• **Source passage**
Australia and other nations opposing this waiver need to stop blocking countries’ efforts to protect their populations in a public health emergency. 

Jennifer Tierney
MSF Australia Executive Director

Following the 5 May US announcement supporting the proposal and expressing willingness to engage in formal text-based negotiations, many more countries have shown an interest in moving forward with the discussions. However, Australia continues to stall: while the government says it is not blocking the waiver it remains part of a group of 12 countries who are asking for more time before agreeing on text-based negotiations.

Australia continues to seek to rely on voluntary measures by pharmaceutical corporations, which so far have shown limited success. Australia has also been insisting that countries resort to using an existing public health measure, ‘compulsory licensing’, to override patents product by product, to facilitate production of individual COVID-19 medical tools, rather than a waiver that addresses all IP barriers up front.

“Unfortunately, Australia seems to be buying the pharmaceutical industry’s argument that it’s not intellectual property that’s causing global vaccine shortages, but a lack of raw materials and manufacturing capacity. In fact, intellectual property rights contribute to the shortages of raw materials by excluding competitors from the market for these products,’ said Associate Professor Deborah Gleeson, spokesperson for the Public Health Association of Australia.

• **Stored items**
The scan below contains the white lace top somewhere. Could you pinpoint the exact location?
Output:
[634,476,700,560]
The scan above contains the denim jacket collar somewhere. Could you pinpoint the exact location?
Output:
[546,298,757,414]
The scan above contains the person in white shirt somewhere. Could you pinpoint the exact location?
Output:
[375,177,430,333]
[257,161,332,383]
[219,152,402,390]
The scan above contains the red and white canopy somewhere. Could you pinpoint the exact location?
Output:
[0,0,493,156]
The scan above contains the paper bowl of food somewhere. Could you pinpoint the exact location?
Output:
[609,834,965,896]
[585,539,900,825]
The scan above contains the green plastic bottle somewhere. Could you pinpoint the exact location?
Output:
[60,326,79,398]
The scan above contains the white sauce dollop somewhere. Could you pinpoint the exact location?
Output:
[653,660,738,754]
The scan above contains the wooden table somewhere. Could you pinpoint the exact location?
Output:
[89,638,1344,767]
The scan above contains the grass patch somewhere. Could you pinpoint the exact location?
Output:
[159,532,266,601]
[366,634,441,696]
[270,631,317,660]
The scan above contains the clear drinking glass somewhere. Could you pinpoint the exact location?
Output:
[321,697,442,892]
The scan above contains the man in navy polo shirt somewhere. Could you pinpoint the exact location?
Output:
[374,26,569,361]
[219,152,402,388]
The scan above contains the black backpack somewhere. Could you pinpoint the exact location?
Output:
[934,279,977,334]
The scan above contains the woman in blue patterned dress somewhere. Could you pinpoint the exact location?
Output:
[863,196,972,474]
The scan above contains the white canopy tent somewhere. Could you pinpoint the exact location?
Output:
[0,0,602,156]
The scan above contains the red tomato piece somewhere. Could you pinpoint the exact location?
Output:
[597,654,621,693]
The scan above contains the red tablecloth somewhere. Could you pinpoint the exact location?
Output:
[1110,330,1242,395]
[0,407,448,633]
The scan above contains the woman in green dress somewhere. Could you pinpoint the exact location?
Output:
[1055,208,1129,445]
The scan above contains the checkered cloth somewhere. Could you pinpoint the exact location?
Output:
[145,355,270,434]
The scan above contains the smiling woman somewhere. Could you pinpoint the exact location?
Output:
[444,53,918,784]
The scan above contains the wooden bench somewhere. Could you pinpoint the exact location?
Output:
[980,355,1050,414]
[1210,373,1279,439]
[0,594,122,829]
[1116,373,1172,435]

• **Work to be completed**
Continue the passage about Australia's position on the COVID-19 intellectual property waiver after its last sentence.

• **Result for this exercise**
The proposed TRIPS waiver would provide countries with an effective and expeditious way to remove key IP barriers in advance, rather than wait for barriers to hit and then scramble into action.

“Australia and other nations opposing this waiver need to stop blocking countries’ efforts to protect their populations in a public health emergency. With new and more transmissible variants of the virus emerging in many countries, we cannot afford to delay the adoption of this waiver and other strategies needed to expedite a global solution for production scale up and diversification of supply, so that COVID-19 medical tools are accessible and affordable for everyone,” said Jennifer Tierney, MSF Australia Executive Director.

“While we welcome the news that Australia has pledged an additional donation of funds to COVAX, the global initiative for delivering vaccines equitably based on public health needs, it still doesn’t go far enough in addressing the problem,” said Associate Professor Gleeson. 

“To do its fair share in correcting the gross inequities in global access to COVID-19 vaccines, Australia should immediately donate a fair share of our vaccine supply to COVAX. Australia must also support initiatives to increase the global supply of vaccines and other medical products to fight the pandemic, through licensing and technology transfer mechanisms, and waiving intellectual property rights.” 

The governments co-sponsoring the waiver proposal recently submitted a revised proposal to the WTO outlining its scope and duration, with the objective of progressing to formal text-based negotiations. An increasing number of countries (63 as of today) are co-sponsoring the waiver and more than 100 nations have come out in support and welcome the waiver overall.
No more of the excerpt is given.